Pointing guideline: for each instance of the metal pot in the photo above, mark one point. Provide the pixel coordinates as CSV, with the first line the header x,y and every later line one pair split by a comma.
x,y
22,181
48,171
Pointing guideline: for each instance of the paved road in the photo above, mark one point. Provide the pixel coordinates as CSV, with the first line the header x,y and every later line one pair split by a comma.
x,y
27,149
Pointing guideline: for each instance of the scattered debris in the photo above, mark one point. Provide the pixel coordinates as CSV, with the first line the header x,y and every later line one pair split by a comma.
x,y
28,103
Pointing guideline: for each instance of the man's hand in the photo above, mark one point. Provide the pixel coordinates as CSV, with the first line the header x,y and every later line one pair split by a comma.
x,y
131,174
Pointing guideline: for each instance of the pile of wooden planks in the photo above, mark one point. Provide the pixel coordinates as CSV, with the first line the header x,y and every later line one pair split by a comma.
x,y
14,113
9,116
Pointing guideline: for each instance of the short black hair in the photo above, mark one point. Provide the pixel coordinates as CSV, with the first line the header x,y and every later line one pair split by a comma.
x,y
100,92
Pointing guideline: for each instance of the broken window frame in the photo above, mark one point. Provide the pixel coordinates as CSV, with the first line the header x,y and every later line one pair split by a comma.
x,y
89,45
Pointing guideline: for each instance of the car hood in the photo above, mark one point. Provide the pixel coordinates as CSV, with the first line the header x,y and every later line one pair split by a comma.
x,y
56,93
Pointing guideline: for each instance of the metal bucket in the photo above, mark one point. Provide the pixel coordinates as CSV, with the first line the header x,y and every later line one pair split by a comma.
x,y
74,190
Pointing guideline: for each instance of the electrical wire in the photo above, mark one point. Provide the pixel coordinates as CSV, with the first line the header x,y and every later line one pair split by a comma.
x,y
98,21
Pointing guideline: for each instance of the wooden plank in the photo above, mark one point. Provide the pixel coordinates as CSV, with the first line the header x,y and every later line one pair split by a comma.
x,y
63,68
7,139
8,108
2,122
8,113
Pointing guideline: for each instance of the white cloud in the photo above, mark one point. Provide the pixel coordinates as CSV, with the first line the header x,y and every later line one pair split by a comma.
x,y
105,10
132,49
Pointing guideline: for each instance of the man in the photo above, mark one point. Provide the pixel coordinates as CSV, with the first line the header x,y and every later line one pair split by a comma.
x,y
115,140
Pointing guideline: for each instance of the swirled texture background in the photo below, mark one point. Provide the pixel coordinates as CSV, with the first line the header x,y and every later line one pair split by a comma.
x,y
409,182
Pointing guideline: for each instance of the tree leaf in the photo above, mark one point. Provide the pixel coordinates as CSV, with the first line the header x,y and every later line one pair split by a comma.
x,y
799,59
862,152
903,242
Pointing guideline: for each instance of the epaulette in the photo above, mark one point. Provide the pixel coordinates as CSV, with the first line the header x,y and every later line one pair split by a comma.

:: Aim of the exercise ::
Rewrite every row above with "Pointing guideline" swapped for "Marking instruction" wherever it occurs, keeping everything else the same.

:: Solution to the exercise ::
Marking instruction: for each instance of the metal pot in the photo above, mark one point. Provide the pixel coordinates as CSV, with the first line the header x,y and every later line one pair split by a comma.
x,y
22,181
48,171
Marking instruction: for each instance of the paved road in the photo above, mark one point. Provide the pixel coordinates as CSV, with the first line the header x,y and every later line one pair split by a comma.
x,y
27,149
Marking instruction: for each instance of the scattered debris in the photo above, mark one point. Provide the pixel coordinates as CSV, with the first line the header x,y and every later line one pair split by a comma.
x,y
28,103
Marking instruction: for each instance of the man's hand in the photo above, mark one point. Provide the pixel coordinates as CSV, with the first line the header x,y and every later line one pair split by a comma.
x,y
131,174
Marking instruction: for each instance of the pile of wooden planks in the photo above, mark one point. Provide the pixel coordinates as CSV, with the first line the header x,y and every later line one pair split by a comma.
x,y
14,113
9,116
Marking instruction: for each instance of the short black hair in the photo above, mark one point. Provide the pixel coordinates as CSV, with the first line the header x,y and every later line one pair split by a comma.
x,y
100,92
Marking instruction: for each instance of the broken window frame in the photo above, mark one point. Provide the pixel coordinates as CSV, with the first line the header x,y and every later line one pair split by a comma.
x,y
89,45
Marking instruction: for each instance of the car hood in the photo above, mark one point. Provide the pixel coordinates as CSV, with the first line the header x,y and every later line one pair split by a comma.
x,y
56,93
Marking instruction: for each instance of the metal bucket in the photo above, mark one point. Provide the pixel coordinates as CSV, with the first line the header x,y and every later line one pair split by a comma.
x,y
74,190
Marking instruction: for each instance of the electrical wire in the photo above, mark one point. Provide the pixel coordinates as CSV, with the first line the header x,y and every later line one pair split by a comma.
x,y
98,21
Marking instruction: for each instance of the wooden plank in the photo above, mark one point. Provide the pixel coordinates as CSV, with the first line the header x,y and every later line one pair split by a comma.
x,y
63,68
7,139
8,108
2,122
8,113
Marking instruction: for each instance of the white cloud in the photo above, mark one point. Provide the pixel coordinates as CSV, with the first line the header x,y and every later line one pair split by a comma.
x,y
105,10
132,49
Marking instruction: for each instance of the man in the photo above, mark one point. Provide the pixel coordinates as CSV, with the first line the header x,y and every later line one pair split by a comma.
x,y
115,140
Marking instruction: for each instance of the swirled texture background in the photo below, mark one point. Provide the pixel coordinates as CSV, with the first line the header x,y and every later line one pair split by a comma.
x,y
409,182
Marking instruction: for each instance of the tree leaf in the photo above, mark one point. Provide the pixel coordinates as CSV, with the first line the header x,y and every later line one pair split by a comma.
x,y
799,59
862,152
903,242
Marking instruction: for each instance of the epaulette in the photo above, mark one point. Provide the pixel coordinates as CSV, with the first line the header x,y and every later line one pair split by a comma.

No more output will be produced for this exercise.